* [PASSAGE]
---+---

# Fishing (oops, I mean CATCHIN') with truck



## mrfishohio (Apr 5, 2004)

Got out on the mighty Ohio with Daryl today in his boat. He had us on some wipers in short order. Then I put him on one of my honey holes for cats. Nice to see I haven't lost my touch, true to form, I followed my own rules...to a point anyway. You know, let the captain catch the most, and the biggest, this was his personal best bluecat, so that was good, later I managed to get one slightly larger, they were almost twins.  








Due to time constraints, I'll have to post more pictures later.
 Had a great time, thanks again Daryl. Jim


----------



## mrfishohio (Apr 5, 2004)

Nice fat bluecat  









We caught alot of fish, mostly blues I think one or maybe 2 channelcats, no flats. There were a few hybrids and I know I caught at least one drum, I think that was it, one drum  
Most of my fish I tossed back quick as they weren't picture worthy, Daryl got alot of picture fish.


----------



## catking (Apr 5, 2004)

JEEZE US !!!!!!! mrfish and truck team up, in trucks boat  Any size on the hybrids? CATKING


----------



## bigjohn513 (Apr 6, 2004)

Jim you couldn't have picked a nicer guy to fish with..glad you both caught something


----------



## mrfishohio (Apr 5, 2004)

Daryl banged a couple of these right away, here's the first one. I'll have to fix up the backgound a little on the 2nd shot & then replace it later. Was in a hurry this AM.

---+---

* [STATED EXERCISE] Reproduce the part of the fishing thread that opens with the words containing "Jim you couldn't" and closes with "hurry this AM.". The lines that come next are separate material, unrelated to the fishing thread.

---+---

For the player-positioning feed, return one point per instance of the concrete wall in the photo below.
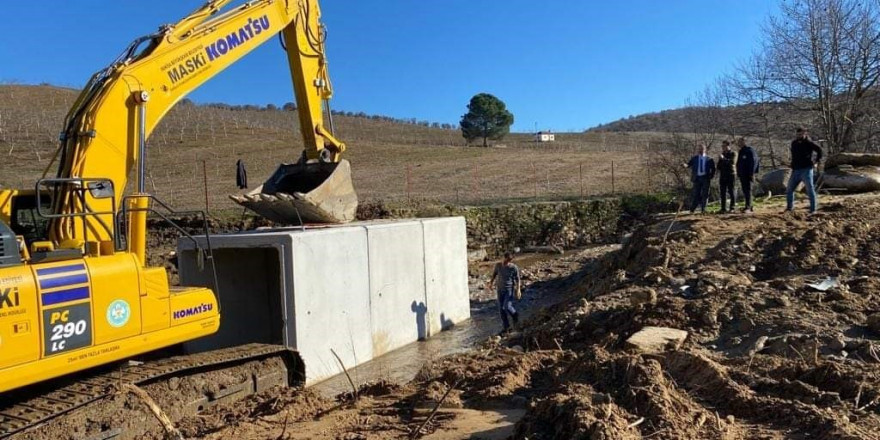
(331, 299)
(361, 289)
(397, 284)
(445, 273)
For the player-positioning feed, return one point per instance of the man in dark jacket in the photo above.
(702, 171)
(727, 176)
(747, 166)
(802, 165)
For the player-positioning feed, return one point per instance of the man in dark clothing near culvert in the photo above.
(802, 165)
(509, 280)
(702, 171)
(747, 166)
(727, 176)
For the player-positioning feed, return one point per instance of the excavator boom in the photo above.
(79, 294)
(105, 132)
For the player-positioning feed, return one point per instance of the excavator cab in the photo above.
(305, 193)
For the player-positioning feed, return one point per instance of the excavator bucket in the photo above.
(305, 193)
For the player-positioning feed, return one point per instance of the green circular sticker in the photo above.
(118, 313)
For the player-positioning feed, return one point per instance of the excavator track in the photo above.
(31, 408)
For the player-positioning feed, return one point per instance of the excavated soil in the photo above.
(767, 356)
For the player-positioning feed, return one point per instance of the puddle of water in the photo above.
(401, 365)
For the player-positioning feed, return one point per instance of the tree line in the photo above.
(290, 106)
(817, 65)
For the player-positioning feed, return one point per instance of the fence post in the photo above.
(612, 178)
(205, 177)
(409, 183)
(581, 178)
(535, 178)
(474, 182)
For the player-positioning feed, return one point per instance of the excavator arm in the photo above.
(106, 130)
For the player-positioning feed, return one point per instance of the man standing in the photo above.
(508, 285)
(702, 171)
(747, 166)
(802, 165)
(727, 176)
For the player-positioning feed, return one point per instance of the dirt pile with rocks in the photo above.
(770, 353)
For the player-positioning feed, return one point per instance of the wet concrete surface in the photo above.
(401, 366)
(551, 276)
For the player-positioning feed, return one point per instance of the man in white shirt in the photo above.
(702, 171)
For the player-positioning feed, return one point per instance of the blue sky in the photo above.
(564, 65)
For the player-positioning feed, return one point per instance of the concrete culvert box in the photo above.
(361, 289)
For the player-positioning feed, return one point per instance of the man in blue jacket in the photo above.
(747, 165)
(802, 165)
(702, 171)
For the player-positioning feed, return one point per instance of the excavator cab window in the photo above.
(26, 219)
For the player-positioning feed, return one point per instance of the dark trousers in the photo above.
(700, 194)
(727, 188)
(505, 306)
(746, 183)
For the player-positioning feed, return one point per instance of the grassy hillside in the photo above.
(391, 160)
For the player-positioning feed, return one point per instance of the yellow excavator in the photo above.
(75, 289)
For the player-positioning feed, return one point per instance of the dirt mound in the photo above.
(292, 405)
(768, 355)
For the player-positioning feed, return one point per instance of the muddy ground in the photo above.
(766, 356)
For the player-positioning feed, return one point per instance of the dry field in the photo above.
(391, 161)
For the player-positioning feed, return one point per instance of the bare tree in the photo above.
(823, 59)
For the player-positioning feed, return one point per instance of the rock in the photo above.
(781, 301)
(657, 339)
(643, 296)
(853, 159)
(519, 401)
(544, 250)
(478, 255)
(758, 346)
(874, 323)
(852, 179)
(837, 343)
(776, 181)
(722, 280)
(173, 383)
(745, 325)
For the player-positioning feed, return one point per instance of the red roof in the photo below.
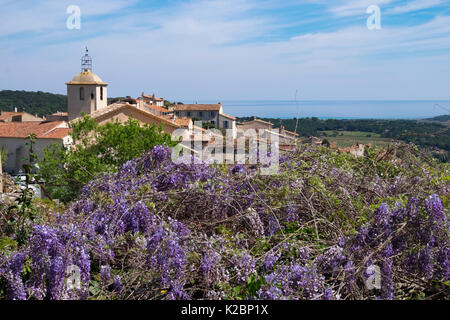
(45, 130)
(227, 116)
(5, 114)
(198, 107)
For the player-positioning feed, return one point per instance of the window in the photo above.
(81, 93)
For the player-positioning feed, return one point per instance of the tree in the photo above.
(97, 149)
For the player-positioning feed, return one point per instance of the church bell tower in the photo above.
(86, 93)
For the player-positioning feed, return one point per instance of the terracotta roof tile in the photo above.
(227, 116)
(198, 107)
(24, 129)
(119, 106)
(5, 114)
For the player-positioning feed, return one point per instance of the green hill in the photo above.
(40, 103)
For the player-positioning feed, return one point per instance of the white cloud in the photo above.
(415, 6)
(200, 50)
(355, 7)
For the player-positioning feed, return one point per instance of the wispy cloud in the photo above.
(225, 49)
(415, 6)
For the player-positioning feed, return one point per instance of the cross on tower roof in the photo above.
(86, 62)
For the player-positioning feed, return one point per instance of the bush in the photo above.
(160, 230)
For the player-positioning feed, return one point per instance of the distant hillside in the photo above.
(443, 118)
(40, 103)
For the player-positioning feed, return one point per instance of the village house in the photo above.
(212, 113)
(14, 138)
(18, 117)
(151, 100)
(57, 116)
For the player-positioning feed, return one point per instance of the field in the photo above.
(345, 139)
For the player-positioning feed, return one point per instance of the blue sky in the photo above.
(233, 49)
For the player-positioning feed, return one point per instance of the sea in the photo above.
(285, 109)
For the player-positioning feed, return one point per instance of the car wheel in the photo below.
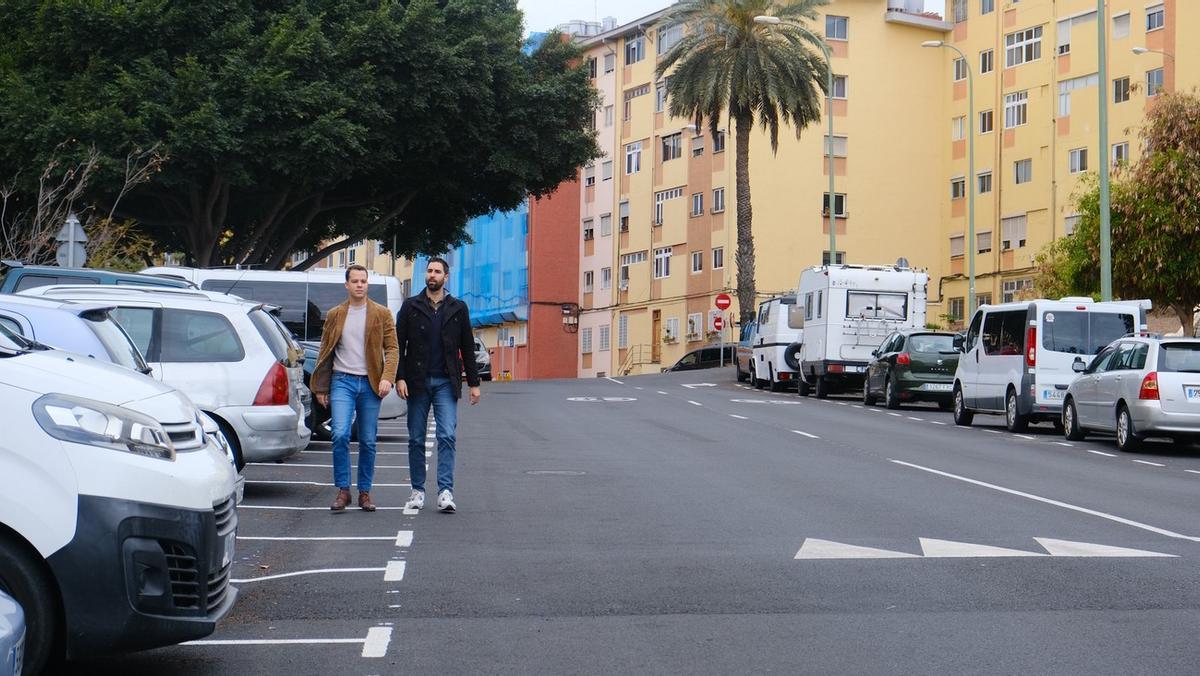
(1071, 423)
(963, 416)
(891, 396)
(1128, 440)
(23, 578)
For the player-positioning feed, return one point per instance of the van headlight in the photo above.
(94, 423)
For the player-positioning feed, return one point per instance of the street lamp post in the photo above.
(971, 177)
(833, 203)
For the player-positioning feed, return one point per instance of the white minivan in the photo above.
(118, 512)
(1017, 357)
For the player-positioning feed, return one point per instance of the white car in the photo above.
(229, 356)
(118, 512)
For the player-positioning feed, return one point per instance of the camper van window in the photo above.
(1003, 333)
(1079, 331)
(861, 305)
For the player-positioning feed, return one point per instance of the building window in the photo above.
(1155, 82)
(1012, 232)
(663, 263)
(660, 199)
(1120, 153)
(958, 187)
(839, 203)
(672, 147)
(1015, 288)
(1015, 108)
(635, 49)
(837, 28)
(1120, 90)
(840, 87)
(983, 241)
(1156, 18)
(718, 199)
(957, 246)
(1077, 160)
(634, 157)
(984, 183)
(1023, 47)
(1023, 171)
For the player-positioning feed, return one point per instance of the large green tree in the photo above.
(727, 64)
(1155, 220)
(292, 123)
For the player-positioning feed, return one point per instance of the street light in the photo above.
(833, 203)
(971, 178)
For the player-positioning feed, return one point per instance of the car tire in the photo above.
(1013, 419)
(25, 579)
(1071, 428)
(1128, 440)
(891, 396)
(963, 416)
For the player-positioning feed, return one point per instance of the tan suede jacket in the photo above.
(381, 340)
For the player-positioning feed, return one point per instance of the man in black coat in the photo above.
(437, 345)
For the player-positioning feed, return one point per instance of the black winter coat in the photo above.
(413, 335)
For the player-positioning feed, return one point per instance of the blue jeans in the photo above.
(445, 413)
(349, 395)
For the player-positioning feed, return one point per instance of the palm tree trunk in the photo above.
(744, 257)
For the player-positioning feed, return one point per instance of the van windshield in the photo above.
(1081, 331)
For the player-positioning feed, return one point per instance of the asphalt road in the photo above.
(647, 526)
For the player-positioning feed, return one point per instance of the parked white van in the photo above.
(1017, 357)
(849, 310)
(777, 344)
(118, 512)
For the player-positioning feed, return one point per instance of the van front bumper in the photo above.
(139, 575)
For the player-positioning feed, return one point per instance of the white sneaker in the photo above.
(445, 501)
(415, 500)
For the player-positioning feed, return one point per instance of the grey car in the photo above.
(1137, 387)
(12, 634)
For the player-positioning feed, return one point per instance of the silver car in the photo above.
(1137, 387)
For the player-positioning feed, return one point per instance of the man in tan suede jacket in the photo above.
(358, 357)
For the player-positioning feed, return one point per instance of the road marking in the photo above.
(1053, 502)
(299, 573)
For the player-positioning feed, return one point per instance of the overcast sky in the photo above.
(545, 15)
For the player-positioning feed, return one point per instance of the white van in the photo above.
(118, 512)
(304, 298)
(1017, 357)
(777, 344)
(849, 310)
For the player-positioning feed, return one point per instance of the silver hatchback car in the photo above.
(1138, 387)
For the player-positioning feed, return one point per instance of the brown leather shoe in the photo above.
(365, 501)
(341, 501)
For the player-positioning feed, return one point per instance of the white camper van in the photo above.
(849, 310)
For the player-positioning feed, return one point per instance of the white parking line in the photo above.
(1054, 502)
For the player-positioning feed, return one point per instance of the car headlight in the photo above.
(95, 423)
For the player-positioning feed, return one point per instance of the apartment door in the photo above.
(657, 338)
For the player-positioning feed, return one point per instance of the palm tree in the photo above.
(730, 64)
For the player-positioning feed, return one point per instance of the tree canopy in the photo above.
(288, 124)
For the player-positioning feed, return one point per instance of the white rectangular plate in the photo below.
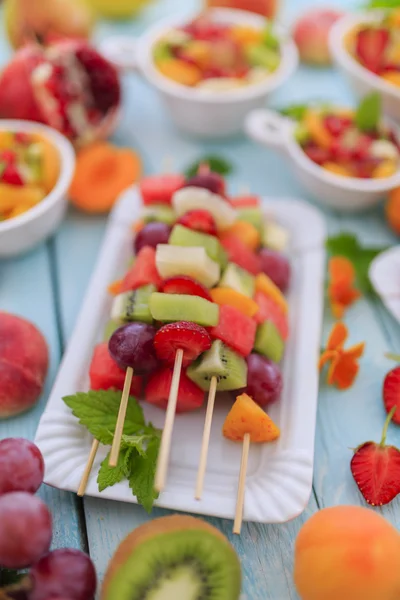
(280, 474)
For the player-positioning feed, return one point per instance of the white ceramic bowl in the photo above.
(348, 194)
(22, 233)
(360, 79)
(199, 112)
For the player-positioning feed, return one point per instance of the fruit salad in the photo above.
(350, 143)
(218, 57)
(376, 46)
(29, 170)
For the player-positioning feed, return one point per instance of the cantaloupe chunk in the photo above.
(246, 416)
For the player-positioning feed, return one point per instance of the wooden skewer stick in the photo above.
(165, 447)
(88, 468)
(206, 438)
(119, 429)
(237, 526)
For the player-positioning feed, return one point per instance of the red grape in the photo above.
(64, 573)
(21, 466)
(25, 530)
(277, 267)
(264, 380)
(152, 234)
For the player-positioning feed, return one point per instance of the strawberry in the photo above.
(370, 47)
(199, 220)
(190, 396)
(376, 469)
(185, 285)
(183, 335)
(391, 393)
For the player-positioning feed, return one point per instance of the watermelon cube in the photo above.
(235, 329)
(143, 271)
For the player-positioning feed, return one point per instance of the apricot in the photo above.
(23, 364)
(347, 553)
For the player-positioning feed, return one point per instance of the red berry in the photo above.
(185, 285)
(199, 220)
(190, 396)
(189, 337)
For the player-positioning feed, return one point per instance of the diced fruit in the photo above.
(105, 374)
(268, 342)
(240, 254)
(182, 335)
(190, 396)
(133, 306)
(185, 285)
(221, 362)
(193, 198)
(246, 416)
(194, 262)
(159, 189)
(235, 329)
(228, 297)
(238, 279)
(180, 307)
(199, 220)
(143, 272)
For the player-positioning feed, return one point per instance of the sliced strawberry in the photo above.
(391, 393)
(185, 285)
(190, 396)
(376, 470)
(371, 44)
(199, 220)
(183, 335)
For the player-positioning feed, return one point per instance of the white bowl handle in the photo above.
(268, 128)
(121, 52)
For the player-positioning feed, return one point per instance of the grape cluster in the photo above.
(26, 531)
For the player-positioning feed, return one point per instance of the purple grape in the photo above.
(277, 267)
(133, 346)
(152, 234)
(264, 380)
(64, 573)
(21, 466)
(25, 530)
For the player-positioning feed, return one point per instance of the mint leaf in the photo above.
(98, 412)
(369, 112)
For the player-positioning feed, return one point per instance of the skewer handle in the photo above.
(206, 438)
(165, 448)
(119, 429)
(237, 526)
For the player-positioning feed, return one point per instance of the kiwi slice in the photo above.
(269, 342)
(221, 362)
(133, 306)
(173, 558)
(238, 279)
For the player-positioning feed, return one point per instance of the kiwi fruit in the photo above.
(221, 362)
(173, 558)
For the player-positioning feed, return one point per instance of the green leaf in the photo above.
(217, 164)
(369, 112)
(98, 412)
(143, 469)
(347, 244)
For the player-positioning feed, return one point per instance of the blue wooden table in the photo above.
(47, 286)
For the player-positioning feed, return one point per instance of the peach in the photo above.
(311, 33)
(24, 362)
(347, 553)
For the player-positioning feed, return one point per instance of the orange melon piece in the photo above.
(246, 416)
(266, 286)
(247, 233)
(229, 297)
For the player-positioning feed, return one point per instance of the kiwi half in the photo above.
(174, 558)
(221, 362)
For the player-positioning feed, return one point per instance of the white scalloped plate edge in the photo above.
(279, 478)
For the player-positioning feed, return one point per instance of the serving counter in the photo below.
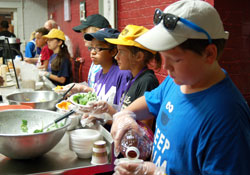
(60, 160)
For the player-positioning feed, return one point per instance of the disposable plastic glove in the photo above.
(78, 88)
(42, 73)
(131, 168)
(96, 107)
(122, 122)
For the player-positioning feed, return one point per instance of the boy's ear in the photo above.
(114, 52)
(211, 53)
(139, 56)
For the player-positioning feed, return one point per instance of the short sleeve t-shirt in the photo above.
(110, 86)
(45, 53)
(206, 132)
(64, 71)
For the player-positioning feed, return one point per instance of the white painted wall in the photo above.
(29, 15)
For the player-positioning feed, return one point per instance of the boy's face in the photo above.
(124, 58)
(102, 57)
(54, 44)
(90, 29)
(40, 41)
(184, 66)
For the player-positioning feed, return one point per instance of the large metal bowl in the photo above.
(16, 144)
(35, 99)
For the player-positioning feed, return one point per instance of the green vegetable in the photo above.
(24, 126)
(38, 131)
(83, 99)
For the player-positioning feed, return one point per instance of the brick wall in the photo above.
(56, 8)
(236, 58)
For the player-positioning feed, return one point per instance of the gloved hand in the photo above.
(134, 168)
(96, 107)
(78, 88)
(122, 122)
(42, 73)
(1, 80)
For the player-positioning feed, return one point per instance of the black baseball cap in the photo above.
(101, 34)
(95, 20)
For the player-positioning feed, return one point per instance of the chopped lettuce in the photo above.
(83, 99)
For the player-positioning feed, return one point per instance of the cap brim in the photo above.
(80, 27)
(160, 39)
(120, 42)
(46, 36)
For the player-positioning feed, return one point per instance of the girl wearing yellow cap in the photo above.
(59, 68)
(136, 58)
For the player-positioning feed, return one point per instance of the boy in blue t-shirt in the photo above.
(202, 120)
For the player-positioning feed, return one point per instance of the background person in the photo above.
(92, 24)
(136, 58)
(51, 24)
(5, 32)
(45, 54)
(203, 121)
(31, 50)
(59, 68)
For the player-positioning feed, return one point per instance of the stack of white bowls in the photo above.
(82, 140)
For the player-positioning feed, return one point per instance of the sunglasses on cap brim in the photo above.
(170, 22)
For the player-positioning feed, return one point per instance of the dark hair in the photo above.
(5, 24)
(62, 54)
(199, 45)
(112, 46)
(43, 31)
(149, 56)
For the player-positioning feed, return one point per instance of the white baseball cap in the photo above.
(201, 13)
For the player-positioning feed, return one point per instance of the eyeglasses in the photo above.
(98, 49)
(170, 22)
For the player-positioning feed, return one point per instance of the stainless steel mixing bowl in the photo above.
(16, 144)
(35, 99)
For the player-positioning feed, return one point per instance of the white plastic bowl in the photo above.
(82, 140)
(85, 135)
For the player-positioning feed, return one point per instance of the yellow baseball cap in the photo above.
(128, 35)
(55, 33)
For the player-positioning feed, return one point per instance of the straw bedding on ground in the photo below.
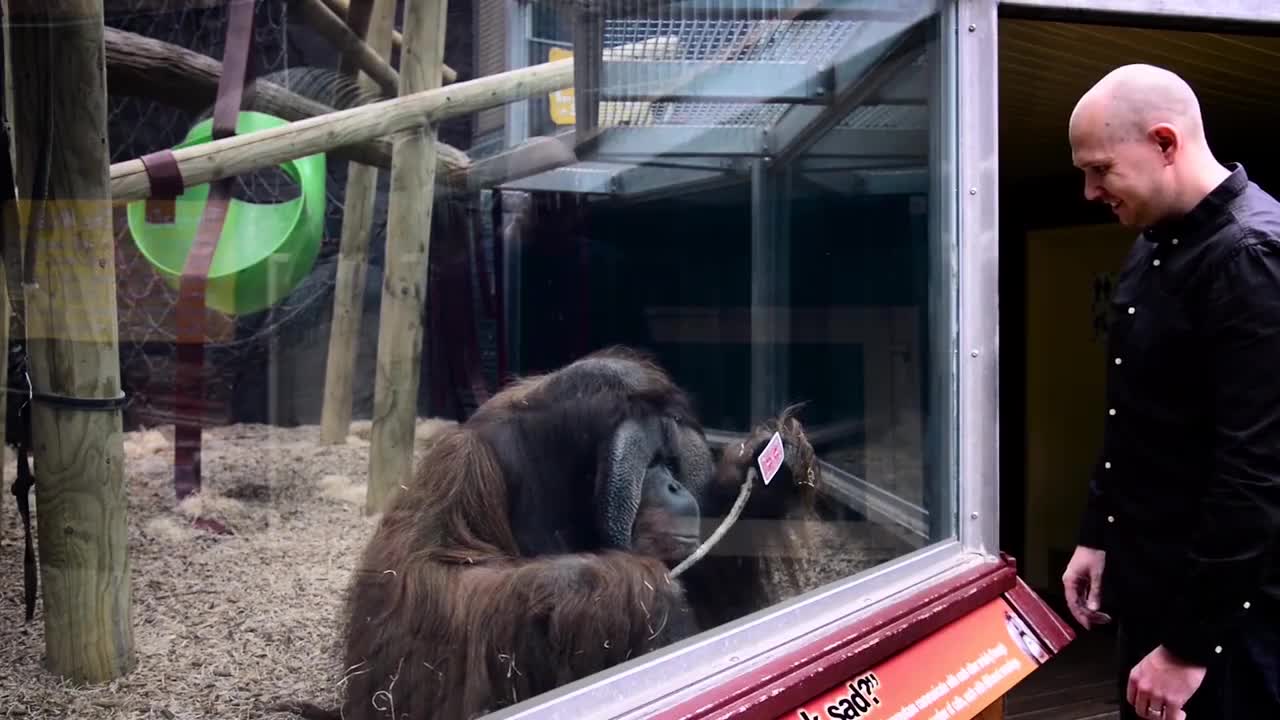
(227, 624)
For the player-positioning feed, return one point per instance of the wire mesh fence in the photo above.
(242, 349)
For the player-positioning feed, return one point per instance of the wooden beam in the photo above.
(357, 220)
(348, 44)
(343, 9)
(58, 85)
(245, 154)
(408, 242)
(141, 67)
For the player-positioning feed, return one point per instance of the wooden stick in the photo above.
(343, 9)
(408, 242)
(348, 295)
(743, 493)
(141, 67)
(352, 48)
(357, 19)
(269, 147)
(58, 82)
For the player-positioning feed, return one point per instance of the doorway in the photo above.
(1057, 256)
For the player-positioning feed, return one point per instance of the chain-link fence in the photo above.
(265, 367)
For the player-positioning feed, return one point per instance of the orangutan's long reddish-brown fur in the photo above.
(485, 583)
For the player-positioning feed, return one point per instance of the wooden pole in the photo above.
(348, 44)
(343, 9)
(408, 241)
(348, 296)
(254, 151)
(144, 67)
(58, 83)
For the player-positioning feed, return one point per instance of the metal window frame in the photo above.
(968, 217)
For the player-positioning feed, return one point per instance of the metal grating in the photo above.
(737, 41)
(887, 117)
(714, 114)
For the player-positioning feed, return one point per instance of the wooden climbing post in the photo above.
(408, 226)
(58, 83)
(357, 219)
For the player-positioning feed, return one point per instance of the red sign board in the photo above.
(954, 674)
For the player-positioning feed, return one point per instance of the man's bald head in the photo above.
(1130, 100)
(1139, 139)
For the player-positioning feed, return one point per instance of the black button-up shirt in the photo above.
(1185, 496)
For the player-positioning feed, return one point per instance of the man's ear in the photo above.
(1166, 140)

---+---

* [WRITTEN REPLY]
Jim you couldn't have picked a nicer guy to fish with..glad you both caught something


----------



## mrfishohio (Apr 5, 2004)

Daryl banged a couple of these right away, here's the first one. I'll have to fix up the backgound a little on the 2nd shot & then replace it later. Was in a hurry this AM.